I saw a preview for the mini-series “When They See Us” on Netflix; I think the topic is interesting due to the recent spotlight it has got in the media through Netflix. I wanted to read more about the case and find out information about the young males involved. It is interesting to look back into history, although this is not too far back in time, and see how the trends still remain today. It is not uncommon for us to hear about the injustice of the criminal justice system, especially involving people of a different race. To me, it is incomprehensible that these young boys were convicted of the crime in the first place.

If the color of their skin were different, they probably would not have been convicted of the crime in the first place. People still believe for this to be somewhat true today. – that those of a different race, receive harsher punishment than those who are white. I have read studies that African Americans receive longer sentences than white men for the same crimes committed. This story is proof that there is still injustice for people of color.
——
TASK PROMPT: Pick up the piece above about the "When They See Us" case and continue it from its last sentence.

DATASET EXTRACT:
——
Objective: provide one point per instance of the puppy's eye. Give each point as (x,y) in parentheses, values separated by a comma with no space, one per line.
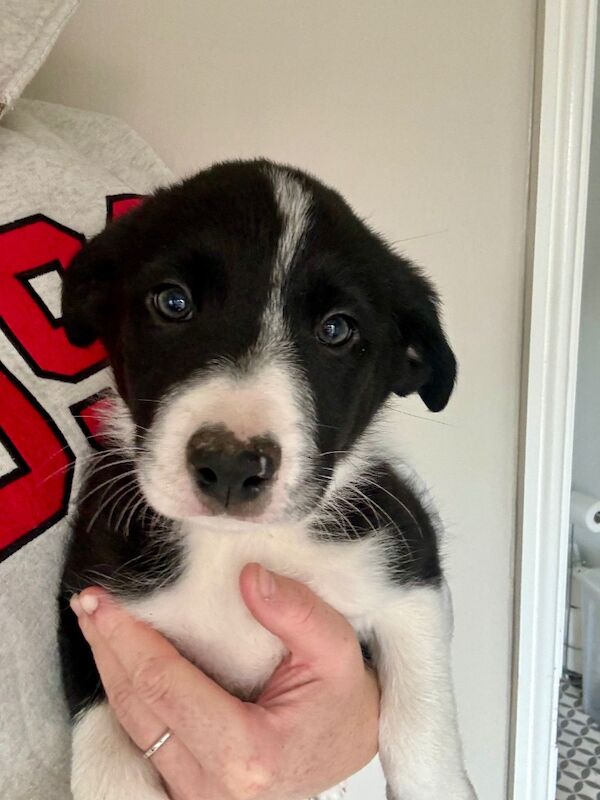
(173,303)
(336,330)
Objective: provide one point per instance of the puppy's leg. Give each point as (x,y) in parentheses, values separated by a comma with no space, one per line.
——
ANSWER TO THE PROBLEM:
It is important during Black History Month to look and bring attention to the themes that are still pertinent today. Should we not be concerned that this is still happening? We really should. The unfairness to those of a different race in 2020 blows my mind. And while we think it all ended with the end of the Civil Rights Movement, it did not. It is still happening.

As a future educator, I think Black History Month holds great importance. Although I will instill good values in my students all the time, Black History Month is a great way to shine light on the past in order to help shape the future young minds. By recently bringing the Central Park Five story back into the spotlight, hopefully people realize that what happened in 1989 still happens to a certain degree today.